Reproduce the passage from the inference storage article that starts with "As the context" and goes on through "Dynamo comes in.".

## begin Excerpted text

More Inference, Less Infrastructure: VAST and NVIDIA in Action

AI inference has reached a scale where infrastructure assumptions that once held in the background will no longer do.

The most demanding inference workloads today are not defined by a single prompt and a short response but by long-lived interactions, multi-turn reasoning, and agentic workflows where large volumes of inference history must remain continuously available across multiple turns, multiple sessions, multiple agents, and even across multiple services.

As these workloads grow, the dominant constraint shifts. While GPU compute remains foundational, overall performance increasingly depends on how efficiently inference session history (context) can be stored, retrieved, reused, and shared under sustained load.

This shift is what NVIDIA is addressing today with their announcement of the Inference Context Memory Storage (ICMS) Platform for the NVIDIA Rubin platform. It elevates inference context, largely represented by key-value (KV) cache, into a first-class system resource and provides high-speed access to that context across a pod of 1,152 GPUs.

As the context space grows into the hundreds of thousands or millions of tokens, inference history quickly outgrows any machine’s GPU and CPU memory. The system has to manage much larger working sets, and it must do so predictably, repeatedly, and without stalling execution. This is where KV cache (KV$ in short) management technology such as NVIDIA Dynamo comes in.

NVIDIA Dynamo inference computing framework comes equipped with a hierarchical KV Block Manager that creates a dynamic cache management system that extends from GPU memory to CPU memory and now into a new tier of persistent memory. The NVIDIA Inference Context Memory Storage Platform takes a new ultra-high-performance approach to solving the pressing capacity issue by moving inference context out of GPU and CPU memory and into persistent RDMA-connected NVMe storage so context size is not limited by a cluster’s memory space.

What ultimately determines success is not just that context can be stored, but how the system behaves once that context becomes large, shared, and continuously accessed.

Where traditional approaches fall short

When latency matters, every single operation in the data path will determine the effectiveness of how systems can support inference context data services. Looking across how traditional storage systems are built today, it’s clear that there are a number of inefficiencies that needed to be engineered out of a shared KV$ namespace in order to ensure the absolute lowest time-to-first-token (TTFT).

The Data Path

Since KV retrieval time dominates the inference experience, let’s focus on the time to retrieve data from shared storage. The journey of a piece of data from a shared SSD (or SSDs) to the GPU memory of a client has never been completely optimal. SSD data gets copied into storage controllers, controllers copy data into file servers, file servers copy data into a host’s CPU memory and data is then copied from CPU memory into GPU memory. Here, RDMA helps - where NVMe-over-Fabrics can eliminate a memory copy operation into a controller or file server, and GPUDirect Storage can eliminate the copy from the file server into CPU memory - placing data directly into GPU memory from the file server.

More Inference, Less Infrastructure: How Customers Achieve Breakthrough Efficiency with VAST Data and NVIDIA

While RDMA has made it possible to build streamlined data paths, there’s still one more copy to eliminate to make the NVIDIA Inference Context Memory Storage Platform architecture maximally performant.

## end Excerpted text
## begin Data

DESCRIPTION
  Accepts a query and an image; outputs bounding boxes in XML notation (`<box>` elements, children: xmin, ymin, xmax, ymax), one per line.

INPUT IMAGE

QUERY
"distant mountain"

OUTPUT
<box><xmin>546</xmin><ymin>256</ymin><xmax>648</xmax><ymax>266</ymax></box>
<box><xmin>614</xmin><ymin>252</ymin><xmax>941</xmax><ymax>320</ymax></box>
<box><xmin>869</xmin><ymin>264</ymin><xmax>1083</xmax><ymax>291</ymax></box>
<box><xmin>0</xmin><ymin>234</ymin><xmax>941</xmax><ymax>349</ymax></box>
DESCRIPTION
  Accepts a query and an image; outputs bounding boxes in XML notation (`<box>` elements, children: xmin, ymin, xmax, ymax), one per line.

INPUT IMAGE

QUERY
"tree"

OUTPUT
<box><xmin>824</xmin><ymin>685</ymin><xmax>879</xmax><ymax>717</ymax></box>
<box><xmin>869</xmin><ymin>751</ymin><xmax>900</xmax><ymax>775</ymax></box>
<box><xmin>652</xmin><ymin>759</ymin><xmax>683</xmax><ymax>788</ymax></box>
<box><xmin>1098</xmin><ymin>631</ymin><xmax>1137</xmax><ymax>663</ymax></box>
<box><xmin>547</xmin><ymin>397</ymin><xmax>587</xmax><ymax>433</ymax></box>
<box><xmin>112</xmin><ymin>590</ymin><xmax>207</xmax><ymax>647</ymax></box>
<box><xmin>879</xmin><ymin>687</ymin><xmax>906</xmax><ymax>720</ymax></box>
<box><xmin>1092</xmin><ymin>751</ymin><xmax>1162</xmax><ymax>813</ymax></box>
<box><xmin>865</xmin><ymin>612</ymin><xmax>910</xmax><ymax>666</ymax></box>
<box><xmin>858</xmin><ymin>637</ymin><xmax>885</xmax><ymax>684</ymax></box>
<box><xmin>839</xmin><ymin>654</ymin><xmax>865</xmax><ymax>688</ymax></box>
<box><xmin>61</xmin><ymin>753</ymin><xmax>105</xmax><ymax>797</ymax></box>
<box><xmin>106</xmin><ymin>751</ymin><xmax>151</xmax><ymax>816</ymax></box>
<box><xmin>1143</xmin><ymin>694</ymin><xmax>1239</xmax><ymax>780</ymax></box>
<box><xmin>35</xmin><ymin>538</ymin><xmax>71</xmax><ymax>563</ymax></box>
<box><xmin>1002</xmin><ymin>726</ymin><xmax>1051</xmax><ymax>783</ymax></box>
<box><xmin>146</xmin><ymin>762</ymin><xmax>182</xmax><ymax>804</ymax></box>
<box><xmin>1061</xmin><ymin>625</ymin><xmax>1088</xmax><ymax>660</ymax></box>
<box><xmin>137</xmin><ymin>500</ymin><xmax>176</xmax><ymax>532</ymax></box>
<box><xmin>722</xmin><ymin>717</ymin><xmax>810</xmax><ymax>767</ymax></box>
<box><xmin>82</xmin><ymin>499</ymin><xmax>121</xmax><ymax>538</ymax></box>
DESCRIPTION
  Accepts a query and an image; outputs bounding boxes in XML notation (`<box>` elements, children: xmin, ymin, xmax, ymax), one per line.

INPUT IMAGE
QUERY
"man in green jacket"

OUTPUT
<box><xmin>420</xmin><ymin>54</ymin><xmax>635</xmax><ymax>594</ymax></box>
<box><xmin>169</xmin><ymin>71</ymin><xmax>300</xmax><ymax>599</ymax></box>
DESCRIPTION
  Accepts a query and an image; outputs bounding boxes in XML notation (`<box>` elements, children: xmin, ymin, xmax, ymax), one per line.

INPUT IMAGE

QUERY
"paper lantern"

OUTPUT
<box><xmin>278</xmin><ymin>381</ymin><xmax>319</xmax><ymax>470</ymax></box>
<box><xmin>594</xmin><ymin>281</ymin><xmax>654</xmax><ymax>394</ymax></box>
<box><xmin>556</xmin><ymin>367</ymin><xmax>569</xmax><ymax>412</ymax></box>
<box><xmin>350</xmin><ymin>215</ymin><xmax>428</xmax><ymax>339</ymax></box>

## end Data

- _Expected output_:
As the context space grows into the hundreds of thousands or millions of tokens, inference history quickly outgrows any machine’s GPU and CPU memory. The system has to manage much larger working sets, and it must do so predictably, repeatedly, and without stalling execution. This is where KV cache (KV$ in short) management technology such as NVIDIA Dynamo comes in.